* _PASSAGE PROVIDED_

______

Kettle for Storm

Kettle for Storm empowers Pentaho ETL developers to process big data in real
time using their existing visual Pentaho ETL transformations across a cluster of
machines using Storm.

Closing the gap between batch and real time

Pentaho has lead the big data ETL space for 3 years by providing ETL developers
a visual environment to design, test, and execute ETL that leverages the power of
MapReduce. Now with Kettle for Storm, that same ETL developer is immediately
productive with one of the most popular distributed streaming processing systems
today: Storm. Any existing Pentaho ETL transformations can be executed as realtime
processes via Storm - including those used in Pentaho MapReduce. This
powerful combination allows an ETL developer to provide data to business users
when they need it most without the delay of batch processing or overhead of
designing additional transformations.

Process data as it arrives

Pentaho ETL begins processing data as it arrives from the source and produces
the valuable data sets your business depends on immediately. Get up to the
second insight for your key business metrics by reacting when data arrives and
delivering real-time dashboards, reports, or intermediate data sets to be used by
your existing applications.

Hybrid workflows

Many of our customers have long running batch Pentaho ETL jobs that run within
Hadoop via MapReduce. Pentaho for Storm compliments these by allowing
developers to reuse existing transformations to process data immediately. Both
batch and real time workflows are powered by Pentaho ETL, empowering existing
developers to build upon years of knowledge to learn the most from their data,
instantly.

Leverage existing Kettle ETL

Kettle for Storm allows Pentaho ETL developers to reuse their knowledge and
beloved Kettle components to process data differently. Deliver data when its
needed - all with a familiar tool set.
Looking for additional tools for your Pentaho ETL tool kit? Check out the [Kettle
Marketplace|http://wiki.pentaho.com/display/EAI/Marketplace]!

Next steps

Today, Kettle for Storm can process many of your existing transformations but this
wouldn't be in Pentaho Labs if it were complete. We're continuing to build out
support for the entire Kettle ecosystem of steps. Stay tuned while we complete the
implementation.
Upcoming features:

  1. Spoon integration
  2. Support for aggregations, sorting, filtering, sampling
  3. Support for executing an entire transformation as a component within an
    existing Storm topology

______

* _COLLECTED MATERIAL_
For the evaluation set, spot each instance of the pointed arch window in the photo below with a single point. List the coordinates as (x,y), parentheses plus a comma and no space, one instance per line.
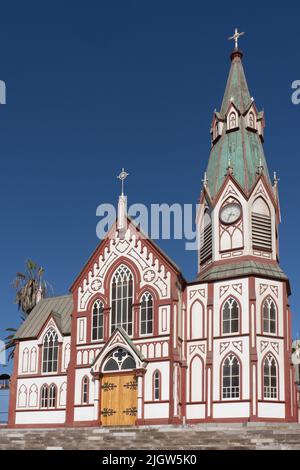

______

* _TASK LIST_
a - Using the Kettle for Storm page, decide whether each statement agrees with it. Answer yes or no for each, and quote the deciding words of the page. (i) Pentaho has led the big data ETL space for three years. (ii) Spoon integration is already available in Kettle for Storm. (iii) Transformations used in Pentaho MapReduce can be run through Storm.
b - Reproduce the stretch of the Kettle for Storm page from "Kettle for Storm allows" through "implementation.".
c - According to the Kettle for Storm page, what is the team continuing to build out support for?
The listing is not needed for any of this work.

* _RESPONSES BY TASK_
a -
(i) Yes: "Pentaho has lead the big data ETL space for 3 years"
(ii) No: it is listed under "Upcoming features:" as "Spoon integration"
(iii) Yes: "Any existing Pentaho ETL transformations can be executed as realtime processes via Storm - including those used in Pentaho MapReduce"

b -
Kettle for Storm allows Pentaho ETL developers to reuse their knowledge and
beloved Kettle components to process data differently. Deliver data when its
needed - all with a familiar tool set.
Looking for additional tools for your Pentaho ETL tool kit? Check out the [Kettle
Marketplace|http://wiki.pentaho.com/display/EAI/Marketplace]!

Next steps

Today, Kettle for Storm can process many of your existing transformations but this
wouldn't be in Pentaho Labs if it were complete. We're continuing to build out
support for the entire Kettle ecosystem of steps. Stay tuned while we complete the
implementation.

c - The entire Kettle ecosystem of steps.